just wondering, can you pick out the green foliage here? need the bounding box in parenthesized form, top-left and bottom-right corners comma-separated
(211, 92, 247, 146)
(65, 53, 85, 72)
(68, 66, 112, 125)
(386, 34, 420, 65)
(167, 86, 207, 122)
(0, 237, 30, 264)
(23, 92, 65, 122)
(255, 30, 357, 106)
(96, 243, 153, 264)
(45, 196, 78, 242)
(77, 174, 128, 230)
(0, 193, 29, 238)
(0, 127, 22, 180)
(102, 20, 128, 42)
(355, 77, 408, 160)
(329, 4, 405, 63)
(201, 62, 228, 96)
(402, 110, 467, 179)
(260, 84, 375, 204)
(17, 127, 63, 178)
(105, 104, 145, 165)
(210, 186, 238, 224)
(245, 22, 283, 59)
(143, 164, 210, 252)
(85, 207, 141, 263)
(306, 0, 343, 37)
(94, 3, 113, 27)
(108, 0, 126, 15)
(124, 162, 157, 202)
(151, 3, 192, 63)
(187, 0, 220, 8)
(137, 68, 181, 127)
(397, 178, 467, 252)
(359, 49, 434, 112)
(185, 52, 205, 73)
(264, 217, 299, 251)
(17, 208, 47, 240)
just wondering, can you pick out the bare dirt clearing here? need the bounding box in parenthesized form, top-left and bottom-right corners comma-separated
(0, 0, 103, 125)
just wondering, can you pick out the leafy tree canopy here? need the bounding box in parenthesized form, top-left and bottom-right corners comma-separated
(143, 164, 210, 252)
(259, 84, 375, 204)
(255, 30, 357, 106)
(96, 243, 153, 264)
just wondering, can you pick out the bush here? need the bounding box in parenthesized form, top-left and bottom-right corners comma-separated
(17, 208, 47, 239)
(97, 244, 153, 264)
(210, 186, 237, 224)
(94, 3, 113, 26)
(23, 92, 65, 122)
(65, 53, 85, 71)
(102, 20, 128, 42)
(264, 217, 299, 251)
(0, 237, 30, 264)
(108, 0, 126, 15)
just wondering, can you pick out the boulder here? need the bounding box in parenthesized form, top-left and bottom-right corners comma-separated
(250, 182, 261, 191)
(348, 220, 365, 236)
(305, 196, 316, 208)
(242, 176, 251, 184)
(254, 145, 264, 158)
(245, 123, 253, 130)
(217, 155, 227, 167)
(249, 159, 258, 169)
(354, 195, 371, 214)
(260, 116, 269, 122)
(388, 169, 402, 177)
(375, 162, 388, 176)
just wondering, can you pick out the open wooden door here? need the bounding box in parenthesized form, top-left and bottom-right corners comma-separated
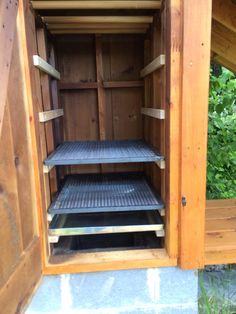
(0, 1, 42, 312)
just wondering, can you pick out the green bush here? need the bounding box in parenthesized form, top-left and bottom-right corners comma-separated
(207, 66, 236, 199)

====================

§ **Requirement**
With all pictures omitted, return the lines from the line containing "just wondering, can you pick out the boulder" through the closing line of the listing above, exactly and inclusive.

§ **Problem solution**
just wondering, can you pick out the boulder here? need the bounding box in parenthesized form, top-left and bottom-right corners comma-separated
(250, 182, 261, 191)
(348, 220, 365, 236)
(305, 196, 316, 208)
(242, 176, 251, 184)
(254, 145, 264, 158)
(245, 123, 253, 130)
(217, 155, 227, 167)
(249, 159, 258, 169)
(354, 195, 371, 214)
(260, 116, 269, 122)
(388, 169, 402, 177)
(375, 162, 388, 176)
just wondering, can you pick out the open wooden door here? need the bounding box in parenthesized form, top-left and bottom-right corners comma-separated
(0, 1, 42, 312)
just wondering, can you pick out the green bush here? need the bounding box in parenthesized form, top-left and bottom-right corners comma-separated
(207, 66, 236, 199)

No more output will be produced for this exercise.